=== RECORD EXTRACTS ===

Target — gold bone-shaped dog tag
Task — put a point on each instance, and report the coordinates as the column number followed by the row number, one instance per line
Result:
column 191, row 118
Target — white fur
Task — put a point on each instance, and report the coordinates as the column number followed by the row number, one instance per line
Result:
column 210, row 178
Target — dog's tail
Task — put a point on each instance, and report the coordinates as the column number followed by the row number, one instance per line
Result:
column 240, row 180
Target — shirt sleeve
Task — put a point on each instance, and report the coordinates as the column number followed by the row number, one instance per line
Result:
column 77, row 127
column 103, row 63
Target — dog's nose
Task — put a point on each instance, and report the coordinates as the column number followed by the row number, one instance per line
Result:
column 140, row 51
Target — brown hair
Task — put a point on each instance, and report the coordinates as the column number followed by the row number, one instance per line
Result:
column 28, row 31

===

AIM OF THE TASK:
Quote all of the entries above verbatim, line for line.

EXERCISE ANSWER:
Target — gold bone-shaped dog tag
Task — put a point on each instance, and report the coordinates as the column number followed by the row number, one instance per line
Result:
column 191, row 118
Target — white fur
Task — put a point on each instance, and report the coordinates as the column number followed by the row number, one instance per line
Result:
column 210, row 178
Target — dog's tail
Task — put a point on each instance, and report the coordinates as the column number followed by the row number, one instance per line
Result:
column 240, row 180
Target — shirt sleeve
Task — put a point on each instance, and report the coordinates as the column number followed by the row number, one instance per line
Result:
column 77, row 127
column 103, row 63
Target — dog's nose
Task — put a point on each instance, and report the coordinates as the column number followed by the row number, one instance per line
Result:
column 140, row 51
Target — brown hair
Task — put a point on each instance, and report the coordinates as the column number followed by the row number, one instance per line
Result:
column 28, row 31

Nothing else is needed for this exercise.